-- Brief --
Reproduce the entries word for word, from the line containing "Where can the mountain peak" through the end of the entries, without the pictures.

Excerpts of pointing data

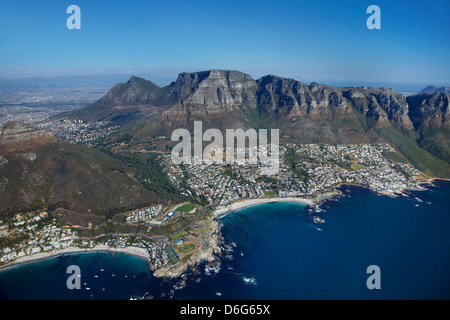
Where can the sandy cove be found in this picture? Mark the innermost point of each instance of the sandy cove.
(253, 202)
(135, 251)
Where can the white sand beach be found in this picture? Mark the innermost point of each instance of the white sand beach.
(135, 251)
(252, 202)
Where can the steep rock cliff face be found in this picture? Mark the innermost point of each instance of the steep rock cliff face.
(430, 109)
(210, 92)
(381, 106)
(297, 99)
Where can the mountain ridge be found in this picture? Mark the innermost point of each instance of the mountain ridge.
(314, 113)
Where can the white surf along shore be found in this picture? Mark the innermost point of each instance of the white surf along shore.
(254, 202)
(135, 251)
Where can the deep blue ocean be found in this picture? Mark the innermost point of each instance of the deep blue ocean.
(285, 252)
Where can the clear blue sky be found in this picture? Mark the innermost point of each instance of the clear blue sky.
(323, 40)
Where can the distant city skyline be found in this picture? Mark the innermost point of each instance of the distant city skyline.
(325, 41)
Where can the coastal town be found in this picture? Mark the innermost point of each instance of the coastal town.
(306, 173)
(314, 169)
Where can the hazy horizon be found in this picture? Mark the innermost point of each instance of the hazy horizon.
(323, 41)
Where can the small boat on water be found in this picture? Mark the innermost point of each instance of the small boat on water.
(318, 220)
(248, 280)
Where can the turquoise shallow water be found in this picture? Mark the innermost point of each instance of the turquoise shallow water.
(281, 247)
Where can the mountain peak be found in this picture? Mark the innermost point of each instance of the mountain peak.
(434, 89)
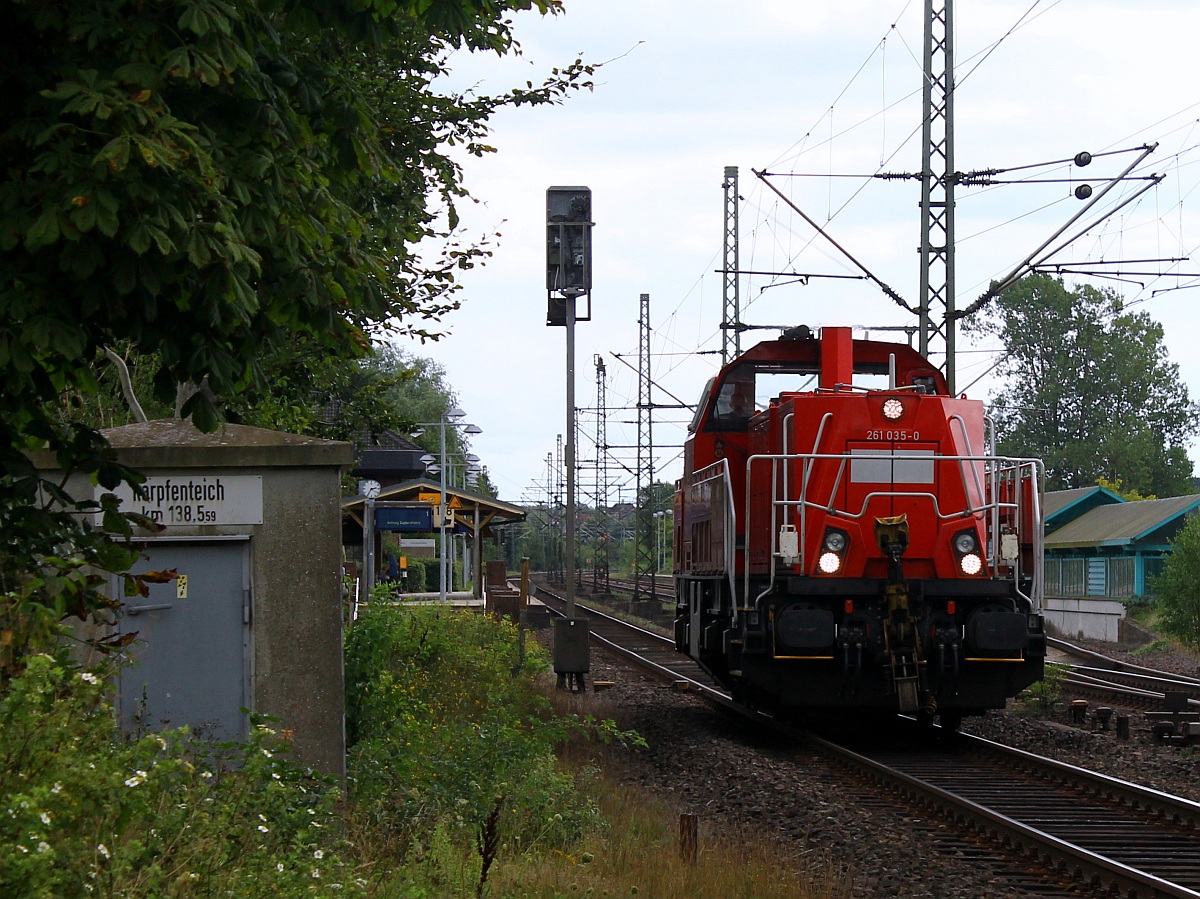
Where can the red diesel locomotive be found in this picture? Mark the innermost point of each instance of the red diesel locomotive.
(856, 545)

-- Solution to this problem --
Where can the mountain peak be found in this picture? Mark the innermost point of each instance of the mountain peak.
(434, 89)
Where can the red diesel locomotive be found in this picture? Mark the innermost point of each instance of the red diesel locomotive.
(856, 545)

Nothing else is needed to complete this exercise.